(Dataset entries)
───
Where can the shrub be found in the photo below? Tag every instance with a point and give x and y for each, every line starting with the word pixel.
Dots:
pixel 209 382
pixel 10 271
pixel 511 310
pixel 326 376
───
* DIRECTIONS FOR THIS TASK:
Reproduce the data in its entirety. Keep every character unchanged.

* RESPONSE TO THE EXERCISE:
Where can the shrub be found in the photo below? Tag every instance with a point and give x and y for each, every line starting with the word pixel.
Dots:
pixel 209 382
pixel 10 271
pixel 511 310
pixel 326 376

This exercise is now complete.